───── Text section
Managing Schema Changes (Part 2)

Artigo
03/31/2006

SQLCAT Blog: Managing Schema Changes (Part 2)

Question: What are best practices for managing schema changes in SQL Server 2005? What are the fastest, least intrusive techniques for high availability?

Answer: In Part 1, we outlined the behavior of SQL Server 2005 schema changes. In Part 2, we will look at best practices techniques to de-couple the batch updates required (see “Managing Schema Changes Part 1”) for data type and most length changes. These techniques allow us to make schema changes quickly and with least impact to performance and concurrency for large tables like the Billion row scenario.

Scenario: Let’s assume we have a 5 character ZipCode column that we want to increase to 10 character format e.g. 12345-0001. We can change the ZipCode length from char(5) to char (10) using:

alter table alter column ZipCode Char(10)

However, this will incur a concurrency crippling batch update (as seen in Profiler) to change the column length in our Billion row table scenario. If you’d like to capture this in Profiler, see “Managing Schema Changes (Part 1).

Best Practice

The use of a NULL property (excluding DEFAULT WITH VALUES of course) is a best practice insofar as columns can be added quickly. In the case where you do need to set a value to the column, the NULL property also gives us the flexibility of de-coupling the update from the alter table statement.

An approach to accomplish this:

Add a char(10) column, NewZip
Set piecemeal batch size
Populate NewZip using an explicit conversion of ZipCode
Drop old column ZipCode.
Rename NewZip to ZipCode (optional)

Step 1: Add new column

alter table MyTable

add NewZip char(10) NULL

Upon the fast completion of this alter table (about 1 second in my tests), NewZip contains NULLs for all rows in the existing table. You may need to populate NewZip with the values from another column or other values. In step 2, SET ROWCOUNT is used to minimize the concurrency impact of write locks by limiting the number of rows that are affected at one time. An alternative to SET ROWCOUNT is a WHERE clause that specifies certain key ranges, limiting the number of rows affected at one time.

Step 2: Set Batch Size for update

--- (2) set piecemeal batch size

set nocount on

SET ROWCOUNT 1000

Next, the piecemeal update is repeatedly done until there are no NULL values in NewZip. This example sets all rows using the char(5) ZipCode column. Alternately, you can selectively set the value of an added column using a lookup or join.

Step 3: De-coupled Piecemeal Update

declare @rowcount int, @batchcount int, @rowsupdated int

select @rowcount = 1,@batchcount = 0, @rowsupdated = 0

while @rowcount > 0

begin

begin tran

update MyTable

set NewZip = ZipCode

where NewZip is NULL

set @rowcount = @@rowcount

select @rowsupdated = @rowsupdated + @rowcount

if @rowcount > 0 select @batchcount = @batchcount + 1

commit

end

Step 4: drop the char(5) column ZipCode (optional)
──────────
Requirements:
a: In the schema changes article, about how long did the alter table statement that adds NewZip take to finish in the tests?
b: Reproduce the stretch of the schema changes article from "Step 2: Set" through "lookup or join.".
c: List each step of the approach that the schema changes article gives under "An approach to accomplish this:".
───── Records supplied
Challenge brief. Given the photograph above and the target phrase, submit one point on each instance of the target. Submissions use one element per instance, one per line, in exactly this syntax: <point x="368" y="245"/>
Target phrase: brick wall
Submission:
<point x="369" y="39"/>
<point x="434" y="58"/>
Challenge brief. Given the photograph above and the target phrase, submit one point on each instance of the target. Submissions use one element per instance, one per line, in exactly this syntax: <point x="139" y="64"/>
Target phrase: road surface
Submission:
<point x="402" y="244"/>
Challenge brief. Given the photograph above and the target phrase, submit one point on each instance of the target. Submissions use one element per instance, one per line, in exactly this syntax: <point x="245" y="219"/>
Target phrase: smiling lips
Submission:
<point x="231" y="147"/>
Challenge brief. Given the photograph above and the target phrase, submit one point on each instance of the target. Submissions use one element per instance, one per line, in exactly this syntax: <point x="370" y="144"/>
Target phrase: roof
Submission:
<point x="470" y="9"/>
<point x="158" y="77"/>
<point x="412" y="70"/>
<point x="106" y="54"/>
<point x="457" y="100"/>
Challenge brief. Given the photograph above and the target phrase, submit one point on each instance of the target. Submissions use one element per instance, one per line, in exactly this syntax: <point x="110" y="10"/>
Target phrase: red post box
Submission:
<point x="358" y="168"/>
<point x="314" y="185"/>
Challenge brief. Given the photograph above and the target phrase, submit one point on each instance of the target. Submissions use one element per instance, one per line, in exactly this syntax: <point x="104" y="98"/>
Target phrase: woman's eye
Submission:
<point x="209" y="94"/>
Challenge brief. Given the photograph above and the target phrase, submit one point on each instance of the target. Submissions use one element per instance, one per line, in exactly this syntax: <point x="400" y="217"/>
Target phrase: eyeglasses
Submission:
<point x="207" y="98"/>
──────────
Answers to each task:
a: About 1 second.

b:
Step 2: Set Batch Size for update

--- (2) set piecemeal batch size

set nocount on

SET ROWCOUNT 1000

Next, the piecemeal update is repeatedly done until there are no NULL values in NewZip. This example sets all rows using the char(5) ZipCode column. Alternately, you can selectively set the value of an added column using a lookup or join.

c:
Add a char(10) column, NewZip
Set piecemeal batch size
Populate NewZip using an explicit conversion of ZipCode
Drop old column ZipCode
Rename NewZip to ZipCode (optional)